Given information
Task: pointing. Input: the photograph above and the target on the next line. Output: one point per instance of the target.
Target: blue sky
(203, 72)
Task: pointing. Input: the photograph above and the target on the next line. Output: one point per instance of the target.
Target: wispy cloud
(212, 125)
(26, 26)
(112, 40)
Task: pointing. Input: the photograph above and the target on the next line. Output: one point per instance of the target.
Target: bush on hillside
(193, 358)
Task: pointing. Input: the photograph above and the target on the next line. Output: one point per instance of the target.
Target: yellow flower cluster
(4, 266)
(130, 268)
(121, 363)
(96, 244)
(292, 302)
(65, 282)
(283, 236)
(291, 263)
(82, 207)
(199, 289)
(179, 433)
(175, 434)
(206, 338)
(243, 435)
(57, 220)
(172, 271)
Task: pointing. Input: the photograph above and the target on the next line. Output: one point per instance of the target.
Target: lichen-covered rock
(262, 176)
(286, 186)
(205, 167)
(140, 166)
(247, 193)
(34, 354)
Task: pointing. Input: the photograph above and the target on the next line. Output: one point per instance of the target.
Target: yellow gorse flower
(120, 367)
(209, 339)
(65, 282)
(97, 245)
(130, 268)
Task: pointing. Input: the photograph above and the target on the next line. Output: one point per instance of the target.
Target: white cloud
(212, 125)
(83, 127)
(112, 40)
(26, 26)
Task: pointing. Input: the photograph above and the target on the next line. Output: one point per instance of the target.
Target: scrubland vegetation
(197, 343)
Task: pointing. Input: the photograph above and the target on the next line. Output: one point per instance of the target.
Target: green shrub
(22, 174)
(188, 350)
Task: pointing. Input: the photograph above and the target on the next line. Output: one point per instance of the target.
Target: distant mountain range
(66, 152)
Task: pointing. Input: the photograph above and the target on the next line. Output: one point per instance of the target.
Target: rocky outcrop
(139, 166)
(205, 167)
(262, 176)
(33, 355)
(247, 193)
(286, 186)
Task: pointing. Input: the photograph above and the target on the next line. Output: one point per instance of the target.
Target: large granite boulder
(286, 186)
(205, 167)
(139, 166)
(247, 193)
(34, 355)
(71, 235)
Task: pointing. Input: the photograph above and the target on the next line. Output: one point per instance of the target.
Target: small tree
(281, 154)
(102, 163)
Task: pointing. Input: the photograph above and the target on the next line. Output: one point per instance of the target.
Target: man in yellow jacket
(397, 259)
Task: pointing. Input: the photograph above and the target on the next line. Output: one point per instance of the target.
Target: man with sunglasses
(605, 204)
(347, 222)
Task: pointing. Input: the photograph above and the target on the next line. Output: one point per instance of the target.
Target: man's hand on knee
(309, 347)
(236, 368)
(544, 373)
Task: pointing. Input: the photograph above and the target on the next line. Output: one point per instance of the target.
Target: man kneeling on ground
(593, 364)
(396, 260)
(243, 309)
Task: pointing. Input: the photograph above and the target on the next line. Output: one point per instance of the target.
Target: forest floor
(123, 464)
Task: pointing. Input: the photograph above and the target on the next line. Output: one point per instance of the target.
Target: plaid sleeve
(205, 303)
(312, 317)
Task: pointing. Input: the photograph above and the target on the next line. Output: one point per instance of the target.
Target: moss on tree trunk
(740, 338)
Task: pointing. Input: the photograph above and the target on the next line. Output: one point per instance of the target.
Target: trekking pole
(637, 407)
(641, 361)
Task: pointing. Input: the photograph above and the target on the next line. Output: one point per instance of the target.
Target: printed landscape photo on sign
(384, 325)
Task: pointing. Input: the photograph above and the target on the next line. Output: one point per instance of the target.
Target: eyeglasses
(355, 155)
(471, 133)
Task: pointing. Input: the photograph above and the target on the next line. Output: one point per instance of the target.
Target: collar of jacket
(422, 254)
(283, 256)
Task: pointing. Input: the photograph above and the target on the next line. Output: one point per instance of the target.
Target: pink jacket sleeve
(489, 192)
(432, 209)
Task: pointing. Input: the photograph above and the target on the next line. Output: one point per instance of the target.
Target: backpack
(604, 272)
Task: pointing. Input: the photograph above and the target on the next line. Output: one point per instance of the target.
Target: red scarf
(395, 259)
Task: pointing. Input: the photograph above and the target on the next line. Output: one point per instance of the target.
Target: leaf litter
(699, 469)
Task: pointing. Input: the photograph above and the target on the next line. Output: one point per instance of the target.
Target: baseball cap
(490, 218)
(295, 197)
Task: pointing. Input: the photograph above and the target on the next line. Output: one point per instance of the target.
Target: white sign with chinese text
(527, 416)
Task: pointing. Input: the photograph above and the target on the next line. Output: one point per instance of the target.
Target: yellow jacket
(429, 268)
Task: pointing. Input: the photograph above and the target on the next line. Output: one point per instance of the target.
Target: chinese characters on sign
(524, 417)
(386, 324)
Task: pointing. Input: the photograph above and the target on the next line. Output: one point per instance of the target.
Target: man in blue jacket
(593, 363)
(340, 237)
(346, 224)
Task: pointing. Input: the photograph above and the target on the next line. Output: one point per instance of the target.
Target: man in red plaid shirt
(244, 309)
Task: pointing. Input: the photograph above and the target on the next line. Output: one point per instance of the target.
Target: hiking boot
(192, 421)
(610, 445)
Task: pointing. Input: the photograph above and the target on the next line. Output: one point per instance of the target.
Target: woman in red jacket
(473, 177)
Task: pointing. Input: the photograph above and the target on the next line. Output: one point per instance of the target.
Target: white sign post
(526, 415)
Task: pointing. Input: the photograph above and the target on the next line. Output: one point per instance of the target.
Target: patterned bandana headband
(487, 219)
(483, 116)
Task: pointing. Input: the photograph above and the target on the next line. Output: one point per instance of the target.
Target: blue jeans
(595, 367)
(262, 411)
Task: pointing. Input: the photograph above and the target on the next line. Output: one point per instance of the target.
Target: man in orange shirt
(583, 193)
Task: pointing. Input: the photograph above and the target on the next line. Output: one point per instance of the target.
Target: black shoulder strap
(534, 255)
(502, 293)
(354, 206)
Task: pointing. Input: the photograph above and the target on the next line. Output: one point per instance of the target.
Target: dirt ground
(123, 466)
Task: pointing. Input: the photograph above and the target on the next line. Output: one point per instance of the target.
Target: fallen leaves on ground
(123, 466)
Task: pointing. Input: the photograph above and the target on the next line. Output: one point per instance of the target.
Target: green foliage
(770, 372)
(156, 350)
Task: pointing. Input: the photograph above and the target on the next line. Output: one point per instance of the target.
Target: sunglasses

Given exercise
Collect every line of the data above that contains the word "yellow", and treat uppercase and lowercase as different.

Answer for the task
Target: yellow flower cluster
Target: yellow gorse flower
Target: man in yellow jacket
Target: yellow jacket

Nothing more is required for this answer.